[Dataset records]

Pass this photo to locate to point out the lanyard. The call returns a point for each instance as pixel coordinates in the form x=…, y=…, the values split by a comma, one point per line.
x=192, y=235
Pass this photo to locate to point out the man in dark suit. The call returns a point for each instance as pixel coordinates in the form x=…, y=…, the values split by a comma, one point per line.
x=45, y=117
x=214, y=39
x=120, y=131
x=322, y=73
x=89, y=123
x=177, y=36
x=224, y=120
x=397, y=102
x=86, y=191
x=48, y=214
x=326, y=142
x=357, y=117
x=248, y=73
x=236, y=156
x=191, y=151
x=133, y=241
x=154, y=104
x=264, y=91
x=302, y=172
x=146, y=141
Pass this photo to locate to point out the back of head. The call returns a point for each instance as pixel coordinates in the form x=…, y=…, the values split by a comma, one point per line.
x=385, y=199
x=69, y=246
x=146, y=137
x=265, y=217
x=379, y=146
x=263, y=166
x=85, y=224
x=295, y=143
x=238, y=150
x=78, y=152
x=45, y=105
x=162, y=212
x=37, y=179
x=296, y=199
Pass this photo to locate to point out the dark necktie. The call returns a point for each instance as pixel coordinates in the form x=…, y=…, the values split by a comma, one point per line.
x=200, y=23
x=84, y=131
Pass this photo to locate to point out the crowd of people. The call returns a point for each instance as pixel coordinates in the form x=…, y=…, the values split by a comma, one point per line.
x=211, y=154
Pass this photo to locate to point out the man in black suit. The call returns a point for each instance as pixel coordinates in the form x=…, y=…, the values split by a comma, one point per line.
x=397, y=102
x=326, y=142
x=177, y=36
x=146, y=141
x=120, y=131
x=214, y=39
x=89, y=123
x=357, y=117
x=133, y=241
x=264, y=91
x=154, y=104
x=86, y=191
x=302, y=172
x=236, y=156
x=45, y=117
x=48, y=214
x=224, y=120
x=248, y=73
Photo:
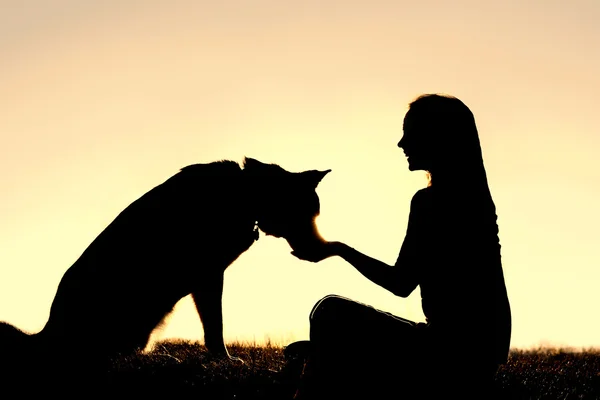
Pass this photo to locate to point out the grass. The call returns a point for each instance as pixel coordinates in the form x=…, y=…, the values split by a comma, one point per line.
x=186, y=370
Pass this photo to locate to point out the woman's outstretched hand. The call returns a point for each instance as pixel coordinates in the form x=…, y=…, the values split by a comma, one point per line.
x=317, y=251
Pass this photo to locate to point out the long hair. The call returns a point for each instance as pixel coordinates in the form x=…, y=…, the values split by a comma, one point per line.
x=451, y=132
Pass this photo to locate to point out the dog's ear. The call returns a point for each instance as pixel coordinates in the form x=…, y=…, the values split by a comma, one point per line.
x=313, y=177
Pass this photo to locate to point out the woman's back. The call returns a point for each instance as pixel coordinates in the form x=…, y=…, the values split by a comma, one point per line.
x=461, y=279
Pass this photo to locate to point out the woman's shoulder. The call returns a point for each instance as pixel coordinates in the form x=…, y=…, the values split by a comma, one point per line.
x=422, y=195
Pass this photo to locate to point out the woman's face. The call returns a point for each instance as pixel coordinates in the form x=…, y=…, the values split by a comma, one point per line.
x=414, y=144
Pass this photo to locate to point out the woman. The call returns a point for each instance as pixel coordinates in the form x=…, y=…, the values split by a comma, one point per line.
x=451, y=251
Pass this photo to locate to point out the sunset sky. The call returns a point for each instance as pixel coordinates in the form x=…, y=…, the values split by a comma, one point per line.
x=100, y=101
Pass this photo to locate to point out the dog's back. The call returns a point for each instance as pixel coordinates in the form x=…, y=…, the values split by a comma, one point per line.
x=151, y=255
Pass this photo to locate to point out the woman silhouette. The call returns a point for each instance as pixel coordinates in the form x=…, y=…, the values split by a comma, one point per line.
x=451, y=251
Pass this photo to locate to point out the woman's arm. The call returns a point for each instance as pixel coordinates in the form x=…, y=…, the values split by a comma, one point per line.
x=380, y=273
x=400, y=279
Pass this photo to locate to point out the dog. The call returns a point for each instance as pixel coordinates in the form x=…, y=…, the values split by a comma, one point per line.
x=175, y=240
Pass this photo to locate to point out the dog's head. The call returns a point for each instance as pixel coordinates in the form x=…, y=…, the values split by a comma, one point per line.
x=288, y=203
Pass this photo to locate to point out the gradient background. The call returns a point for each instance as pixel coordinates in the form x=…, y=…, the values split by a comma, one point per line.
x=102, y=100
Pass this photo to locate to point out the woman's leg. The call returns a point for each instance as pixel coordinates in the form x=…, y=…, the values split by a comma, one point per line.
x=356, y=347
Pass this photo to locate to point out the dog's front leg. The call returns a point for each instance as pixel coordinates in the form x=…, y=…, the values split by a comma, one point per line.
x=208, y=299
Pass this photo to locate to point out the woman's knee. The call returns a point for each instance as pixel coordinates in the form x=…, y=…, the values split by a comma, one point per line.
x=328, y=307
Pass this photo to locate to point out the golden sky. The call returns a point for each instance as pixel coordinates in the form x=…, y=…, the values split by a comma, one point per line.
x=102, y=100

■ Instructions for the task ■
Return exactly, and only, the line containing "Pass this photo to locate to point out the dog's back." and every line after it through the end of the material.

■ Answer to the exercise ■
Pass this photo to locate to point out the dog's back. The call returns a point for each instance as pixel coordinates in the form x=…, y=…, the values split by a comma, one point per line.
x=151, y=255
Pass this photo to locate to point out the woman silhouette. The call returns a point for each instance as pixel coordinates in the form x=…, y=…, the values split by a comma, one point per line.
x=451, y=251
Pass this photo to locate to point out the woman's arm. The call returns a point for each instance as pixel coordinates in the form x=…, y=…, the values split by a comma, one point per line.
x=380, y=273
x=400, y=279
Pass this photo to locate to point out the dog. The call returns a point for each instance as pixel coordinates in the form x=…, y=…, the values split by a comma, one point per line.
x=175, y=240
Pass this photo to locate to point out the dog's head. The call returns a point for each instance as pixel coordinates in the form x=…, y=…, the values split by a comma, one point per line.
x=288, y=203
Pass this photo to locate to point out the gradient background. The call returns a point for each instance as pixel coordinates in the form x=…, y=…, the values split by a comma, one point per line.
x=102, y=100
Pass this photo to locate to point out the woman's leg. The call returns a point for each instance as pixel coordinates in the form x=…, y=…, the values split by a comma, one point per line.
x=356, y=347
Pass this photo to locate to point out the dog's front leg. The call returns a point for each instance as pixel coordinates in the form x=…, y=…, the values split by a comma, one point per line.
x=208, y=299
Pass this photo to locate to point out the woman's knee. The call returns a point for each instance as pixel coordinates in the form x=…, y=…, the values split by a comma, one point per line.
x=328, y=307
Pass this photo to locate to point out the golden sky. The call returns a point for each instance as pixel coordinates in the form x=…, y=…, the values split by a comma, one point per line.
x=102, y=100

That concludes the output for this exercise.